=== Begin Enclosure ===

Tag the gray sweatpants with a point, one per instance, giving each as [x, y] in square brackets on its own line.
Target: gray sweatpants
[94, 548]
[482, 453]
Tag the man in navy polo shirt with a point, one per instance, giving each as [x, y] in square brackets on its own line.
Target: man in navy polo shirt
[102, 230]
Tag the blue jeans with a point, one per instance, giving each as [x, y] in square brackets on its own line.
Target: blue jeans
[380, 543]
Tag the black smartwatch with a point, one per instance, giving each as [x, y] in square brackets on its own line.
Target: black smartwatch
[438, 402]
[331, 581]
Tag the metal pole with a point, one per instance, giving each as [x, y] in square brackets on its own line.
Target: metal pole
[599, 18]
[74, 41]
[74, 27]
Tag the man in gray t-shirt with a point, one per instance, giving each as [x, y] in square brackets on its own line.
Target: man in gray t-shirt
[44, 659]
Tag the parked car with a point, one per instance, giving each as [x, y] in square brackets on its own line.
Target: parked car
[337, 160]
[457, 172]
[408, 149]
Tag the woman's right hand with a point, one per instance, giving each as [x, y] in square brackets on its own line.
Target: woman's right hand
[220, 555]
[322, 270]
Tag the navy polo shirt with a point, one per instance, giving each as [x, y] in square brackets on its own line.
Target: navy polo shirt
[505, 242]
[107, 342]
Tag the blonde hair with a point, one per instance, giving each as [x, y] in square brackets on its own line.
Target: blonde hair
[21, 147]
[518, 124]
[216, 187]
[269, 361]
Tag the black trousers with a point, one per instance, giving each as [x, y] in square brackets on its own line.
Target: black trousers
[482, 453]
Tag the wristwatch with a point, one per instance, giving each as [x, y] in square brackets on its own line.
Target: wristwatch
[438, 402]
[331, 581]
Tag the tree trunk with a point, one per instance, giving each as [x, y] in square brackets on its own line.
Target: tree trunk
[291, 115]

=== End Enclosure ===

- [Task goal] Repeat the whole of the data above exactly as it appears.

- [Exercise solution]
Tag the gray sweatpants with a point, one per instance, giving each as [x, y] in square brackets on its own line.
Target: gray sweatpants
[94, 548]
[482, 453]
Tag the man in navy polo shirt with a point, one per instance, giving each as [x, y] in square brackets on its own line.
Target: man in navy polo shirt
[102, 230]
Tag the blue jeans with a point, one per instance, giving each as [x, y] in square brackets on its own line.
Target: blue jeans
[380, 543]
Tag the black smartwatch with a point, one per instance, giving each as [x, y] in square brackets on its own line.
Target: black smartwatch
[438, 402]
[331, 581]
Tag the metal pole with a point, one per instance, giving each as [x, y] in square brackets on its own line.
Target: metal pole
[599, 18]
[74, 41]
[74, 27]
Tag the man in gray t-shirt with a point, one per instance, giving each as [x, y] in square brackets on its own line.
Target: man in gray t-shirt
[44, 659]
Tag the parked car with a point, one per instance, giving each as [x, y] in square brackets on its own line.
Target: parked car
[337, 160]
[457, 172]
[408, 149]
Tag the woman's right hand with a point, one per instance, giving each as [x, y] in square brackets on its own line.
Target: woman's right hand
[220, 555]
[322, 270]
Tag the navy polo shirt with a point, one per instance, giving each as [x, y] in square brackets on its own line.
Target: navy polo shirt
[505, 242]
[107, 342]
Tag the blonde hair with a point, one per instance, giving each as [x, y] in square brackets on its own line.
Target: blonde hair
[21, 147]
[518, 124]
[216, 187]
[269, 361]
Tag the black trousers with a point, one per instance, giving each as [x, y] in square brackets on its own line.
Target: black trousers
[482, 453]
Tag the wristwatch with a point, one per instance, giving each as [x, y] in square brackets on its own line.
Target: wristwatch
[438, 402]
[331, 581]
Tag the tree trunk with a point, one per instance, giving each as [x, y] in square brackets on its own line.
Target: tree trunk
[291, 115]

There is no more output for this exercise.